■ Excerpted passage ■

Risk. It’s an interesting concept in the mission critical sector. We speak of it like it’s this thing you can hold. In the broadest of terms we seek to measure it (quantify, assess, etc.) or manage it (minimize, mitigate, etc.). While on face value these two activities may seem the same, I would suggest that one’s possible and the other is fairly impossible.
Going all Old Testament on you, consider Moses and Noah. Moses managed risk. On the run from an army and cornered on a beach? Raise your staff and part the sea. Your entourage is screaming for water? Take that trusty staff and strike a rock. Booyah! Risk managed.
Noah, on the other hand, was more of a risk assessor. It’s gonna rain. Risk of slipping, better wear boots. It’s gonna rain a lot. Risk of flash flooding, better seek high ground. It ain’t gonna stop raining until the earth is covered with water. Oh…better build a boat.
The takeaway from my canonical comparison is that Moses kinda had a miracle thing happening. That’s something I would suggest you need in your hip pocket if you really think you are going to manage danger (a synonym for risk). Meanwhile, Noah had more of an “if-then” take on the situation, in that he measured the risk and then set off to design something in response.
Now, I would like to encourage you to embrace the Noah within. And the great news is, you won’t have to listen for the voice of God.


When ASHRAE TC9.9 issued their 2011 Thermal Guidelines for Data Processing Environments - Expanded Data Center Classes and Usage Guidance¹ (henceforth referred to simply as The Guidelines), the big news of course was the expanded temperature and humidity ranges. No doubt the ambient expansion represented a significant shift, especially since it flung the window wide open (both figuratively and literally) on free cooling with outside air. 
But hidden in plain site was the gamechanger with the unfortunate moniker: The X-Factor. There on page 16, in the seemingly be-nign section titled Server Reliability Trend vs Ambient Temperature, the makers of IT equipment had collectively showed their cards, giving us a tool once and for all to quantify risk in thermodynamic and geographic terms without consulting our Magic 8-Ball®. 
Perhaps it’s because the front page news (expanded ranges) was such a big deal and so deceptively easy to understand that the “Usage Guidance” part of The Guidelines has been virtually ignored in the trade journals. Who doesn’t understand that 80.6°F is higher than 77°F? Plus, there was a fair share of hyperbole out there that would make a National Enquirer editor blanch: “Alien Baby Found in Data Center Operating at 104°F!”

■ Required task 1 ■
In the article on data center risk, what is the title of the section on page 16 of The Guidelines where the X-Factor appears?
■ Required task 2 ■
Continue the article on data center risk from its final sentence.

(Point-based annotation data)
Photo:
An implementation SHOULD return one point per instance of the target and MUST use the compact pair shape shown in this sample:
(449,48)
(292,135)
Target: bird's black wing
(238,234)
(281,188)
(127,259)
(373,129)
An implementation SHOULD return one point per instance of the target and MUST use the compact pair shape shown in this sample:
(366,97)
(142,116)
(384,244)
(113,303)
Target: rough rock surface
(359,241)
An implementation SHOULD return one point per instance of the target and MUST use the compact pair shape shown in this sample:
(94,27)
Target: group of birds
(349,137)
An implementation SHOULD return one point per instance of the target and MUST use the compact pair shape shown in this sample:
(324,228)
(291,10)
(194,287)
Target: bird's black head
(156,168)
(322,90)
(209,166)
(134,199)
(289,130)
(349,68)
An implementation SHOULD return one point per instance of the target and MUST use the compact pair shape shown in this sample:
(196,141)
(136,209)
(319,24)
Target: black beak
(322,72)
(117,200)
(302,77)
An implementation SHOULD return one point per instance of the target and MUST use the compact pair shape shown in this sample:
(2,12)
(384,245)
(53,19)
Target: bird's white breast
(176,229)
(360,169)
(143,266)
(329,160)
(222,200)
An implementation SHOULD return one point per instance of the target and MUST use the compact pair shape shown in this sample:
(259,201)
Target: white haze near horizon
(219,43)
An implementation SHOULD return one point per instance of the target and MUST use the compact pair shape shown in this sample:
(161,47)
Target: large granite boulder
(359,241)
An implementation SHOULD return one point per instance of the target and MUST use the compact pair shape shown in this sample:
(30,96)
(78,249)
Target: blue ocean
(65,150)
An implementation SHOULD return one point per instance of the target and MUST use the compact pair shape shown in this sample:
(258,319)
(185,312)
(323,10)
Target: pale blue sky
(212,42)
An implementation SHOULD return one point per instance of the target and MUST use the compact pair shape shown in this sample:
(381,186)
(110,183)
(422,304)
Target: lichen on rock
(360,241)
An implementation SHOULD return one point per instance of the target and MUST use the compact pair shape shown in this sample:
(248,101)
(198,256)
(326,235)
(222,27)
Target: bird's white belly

■ Written reply 1 ■
Server Reliability Trend vs Ambient Temperature

■ Written reply 2 ■
But seriously, the banner headlines don’t mean a great deal if you don’t understand the risks and opportunities that are baked into the metrics delineated in that now-famous Table so often referenced by the enlightened and those not so (see Table 1).


The Guidelines is actually a two-part whitepaper. Following the well-known table presentation, there are five metrics discussed that can help the data center designer optimize his design. All are relevant, but in varying degrees. The additional usage guidance includes the following, but in this treatise we will discuss only the first three:
  • Acoustical noise levels in the data center vs. ambient temperature
  • Server power trend vs. ambient temperature
  • Server reliability trend vs. ambient temperature
  • Server reliability vs. moisture, contamination, and other temperature effects
  • And finally, server cost trend vs. ambient temperature
Let’s start with the least common concern: noise. While it is something the designer should factor in, quite frankly it doesn’t come up a great deal, especially in concept design. However, as our society becomes more and more litigious and as our data centers become less like surgical suites and more like warehouses, expect all those IT guys who came of age inside the quiet white box to start throwing elbows.
Typically, the warmer the data center, the more air the servers move. That’s right, the increase in temperature ramps up the fans on the IT equipment … not the CRACs. And according to ASHRAE TC9.9, higher fan speeds lead to more fan racket, and that correlation is broadly defined in Table 2. Refer to The Guidelines for the caveats, but you get the idea. Higher temps mean higher server airflows, which lead to more noise in the data center.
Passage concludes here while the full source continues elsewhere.